* YOUR GOAL *
Edit the data below by replacing "white shirt" with "dark jacket" and reproduce every line with nothing else changed.

* DATA SECTION *
----

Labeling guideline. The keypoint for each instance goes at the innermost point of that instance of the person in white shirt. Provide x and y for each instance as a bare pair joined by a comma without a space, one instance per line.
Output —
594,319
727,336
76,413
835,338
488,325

----

* ANSWER TO THIS EXERCISE *
Labeling guideline. The keypoint for each instance goes at the innermost point of that instance of the person in dark jacket. Provide x and y for each instance as a bare pair joined by a comma without a space, one instance per line.
Output —
594,319
727,336
76,413
835,338
488,325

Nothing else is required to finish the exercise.